Supplied information: Begin
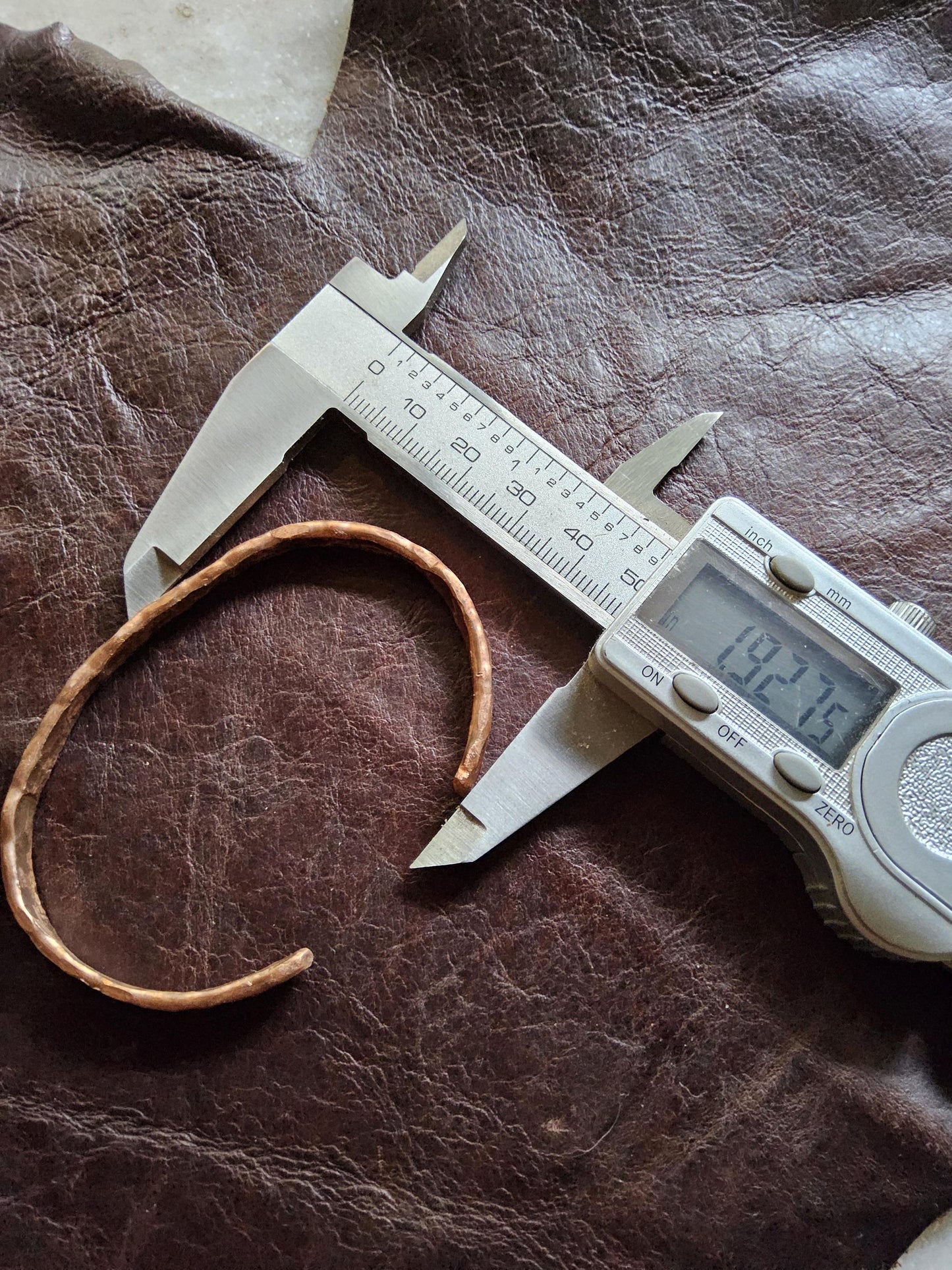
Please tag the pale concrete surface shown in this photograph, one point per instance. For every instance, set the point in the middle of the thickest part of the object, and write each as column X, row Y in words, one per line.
column 932, row 1250
column 268, row 68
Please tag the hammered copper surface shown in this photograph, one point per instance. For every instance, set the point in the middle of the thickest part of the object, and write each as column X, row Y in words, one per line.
column 45, row 747
column 626, row 1041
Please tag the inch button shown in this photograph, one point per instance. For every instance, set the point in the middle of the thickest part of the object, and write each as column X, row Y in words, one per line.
column 793, row 573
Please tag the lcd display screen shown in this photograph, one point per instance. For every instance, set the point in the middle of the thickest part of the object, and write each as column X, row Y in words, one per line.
column 770, row 653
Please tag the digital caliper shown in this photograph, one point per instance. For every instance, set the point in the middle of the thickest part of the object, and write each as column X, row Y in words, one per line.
column 824, row 712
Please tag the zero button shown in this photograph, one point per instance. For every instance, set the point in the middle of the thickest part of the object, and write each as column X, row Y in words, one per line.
column 696, row 693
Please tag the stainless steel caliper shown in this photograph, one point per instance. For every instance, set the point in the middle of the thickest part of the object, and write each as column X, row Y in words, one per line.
column 823, row 710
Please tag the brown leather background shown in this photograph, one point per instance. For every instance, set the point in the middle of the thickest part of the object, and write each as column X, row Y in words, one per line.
column 626, row 1041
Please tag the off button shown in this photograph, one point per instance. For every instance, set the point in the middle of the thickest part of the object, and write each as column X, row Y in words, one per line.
column 696, row 693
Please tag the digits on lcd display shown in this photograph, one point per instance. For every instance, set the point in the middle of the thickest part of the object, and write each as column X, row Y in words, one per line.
column 795, row 672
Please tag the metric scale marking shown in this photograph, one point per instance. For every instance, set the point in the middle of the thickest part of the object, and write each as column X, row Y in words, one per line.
column 880, row 694
column 490, row 468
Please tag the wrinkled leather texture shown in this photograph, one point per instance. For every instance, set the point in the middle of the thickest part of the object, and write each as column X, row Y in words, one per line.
column 625, row 1041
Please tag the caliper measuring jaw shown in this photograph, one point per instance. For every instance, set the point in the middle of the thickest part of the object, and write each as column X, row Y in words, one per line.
column 263, row 419
column 594, row 542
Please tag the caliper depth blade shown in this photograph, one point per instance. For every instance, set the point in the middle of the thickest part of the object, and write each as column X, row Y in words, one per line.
column 575, row 733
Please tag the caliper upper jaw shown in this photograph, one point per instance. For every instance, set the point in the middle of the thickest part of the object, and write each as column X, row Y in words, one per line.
column 639, row 476
column 400, row 303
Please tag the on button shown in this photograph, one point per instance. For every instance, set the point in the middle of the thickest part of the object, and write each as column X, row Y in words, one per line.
column 697, row 693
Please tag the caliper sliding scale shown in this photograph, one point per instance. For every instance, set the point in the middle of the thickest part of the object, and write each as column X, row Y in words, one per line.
column 823, row 710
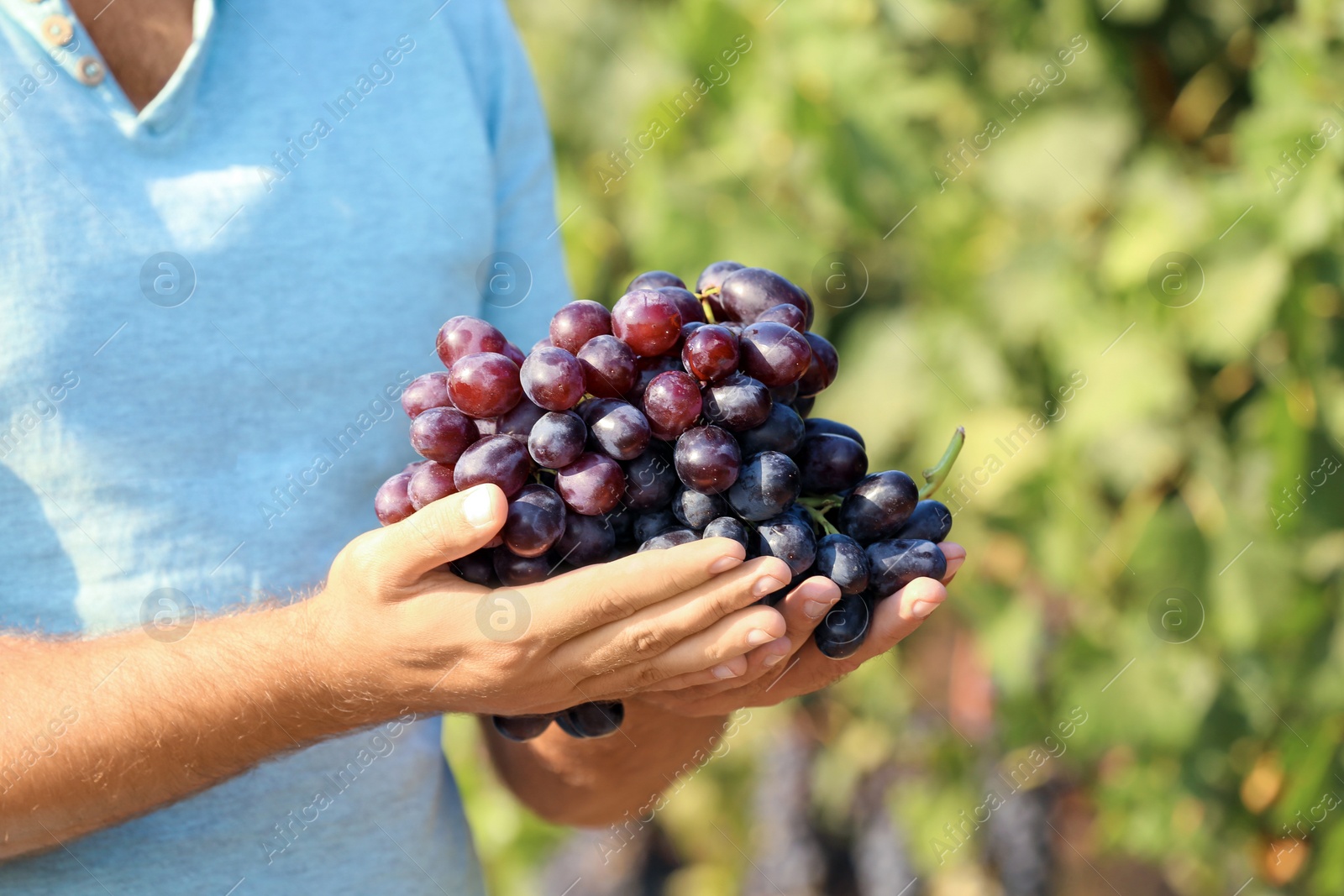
Supplied information: End
What to do
A verbatim copy of every record is to be produced, and pictures are to be excluded from it.

Written answer
Please tag the pale concrete surface shown in this photograph, one point per instance. For every instance, set the point in the middle of the thickest part of the object, and write each as column X, row Y in words, one per line.
column 932, row 1250
column 268, row 68
Please tag the hammered copper surface shown in this photograph, one point per instance. For every instance, set the point in the middle of the thickest part of the object, and write each as column X, row Y in words, one per line.
column 45, row 747
column 626, row 1041
Please tag the inch button shown in this photograph, one point per instance. For every instance, set the point in the middle of the thickest part of the object, and write each as column X, row Y in words, one per line.
column 793, row 573
Please tag the lcd display screen shown in this photograph, one point per instance. For every instance, set the point in the middle of the thickest part of the object, and write each as column X, row Y in words, one per line.
column 770, row 653
Please tag the digital caliper shown in this photograph, one point per instance. For every instance, set the point in the middle of the thickest part of the object, and write each as column X, row Y in words, one per line.
column 824, row 712
Please tag the zero button shown in this photograph, one point per instance. For every instance, set the point in the middle of the thickest part of the object, and write each as column X, row Y in words, one per line.
column 696, row 693
Please tag the stainless steel caliper shown in this photograph, one point per instance. For every instance, set the point in the middle of the thickest part of the object, and write each as column X, row Y in words, one per line.
column 823, row 710
Please tag the brown leather background shown in this photograph, one point per instance. For every instance, set the point in the middle of the thickest part of the object, and write each as column X, row Y in words, one per line.
column 626, row 1041
Please tag the off button shown in this photograph, one point per instance. For every instance, set the point in the middle of the thickest part of the object, and write each as column X, row Y in words, one per line.
column 696, row 693
Please tag the digits on lcd display shown in this photograph, one point per instance. For every instance, set the point in the middle of the thickest part of the object, and write each as column X, row Y in words, one per line.
column 795, row 672
Please tag the metric scale marking shown in this photograph, one point per instance. For every instance, set the point in the middle of the thickest part of the object, and write each as column X, row Y in words, one per line.
column 880, row 694
column 490, row 468
Please tag the wrinkled leather texture shown in this photograph, one point per instance. For every instance, set the point in the middle of the thickest part of the object, and write each as column X, row Y in words, one per line.
column 625, row 1041
Please tag the caliper measuring jaw shown in this photograph, one point per instance. For every instance, set the point in the middle of the thickest part of the object, and write each as column X, row Y in words, one per line.
column 263, row 419
column 594, row 542
Please tag the caliper depth blade shown in this photograph, one point per instance. For every instance, set the point in the middle of the thickest part of the object, and write each as column X, row Y in words, one per line.
column 575, row 733
Please tag the caliper upper jaw shown in this photograph, one point per instance. For every instance, set the point in the middle of the thickest part of the object, and write each as column X, row Y in words, one per line.
column 639, row 476
column 400, row 303
Please tag the on button shown in this photograph, one point per instance. For every instance, set the point in the middle of the thickest part of the object, and write each as column X, row Y in words, one per line.
column 697, row 693
Please tag the caliper sliding scale shown in this photograph, one point per instance. For every instance, set the point in the middle of the thickest part of the object, and write each as column X, row Y in words, one per line.
column 823, row 710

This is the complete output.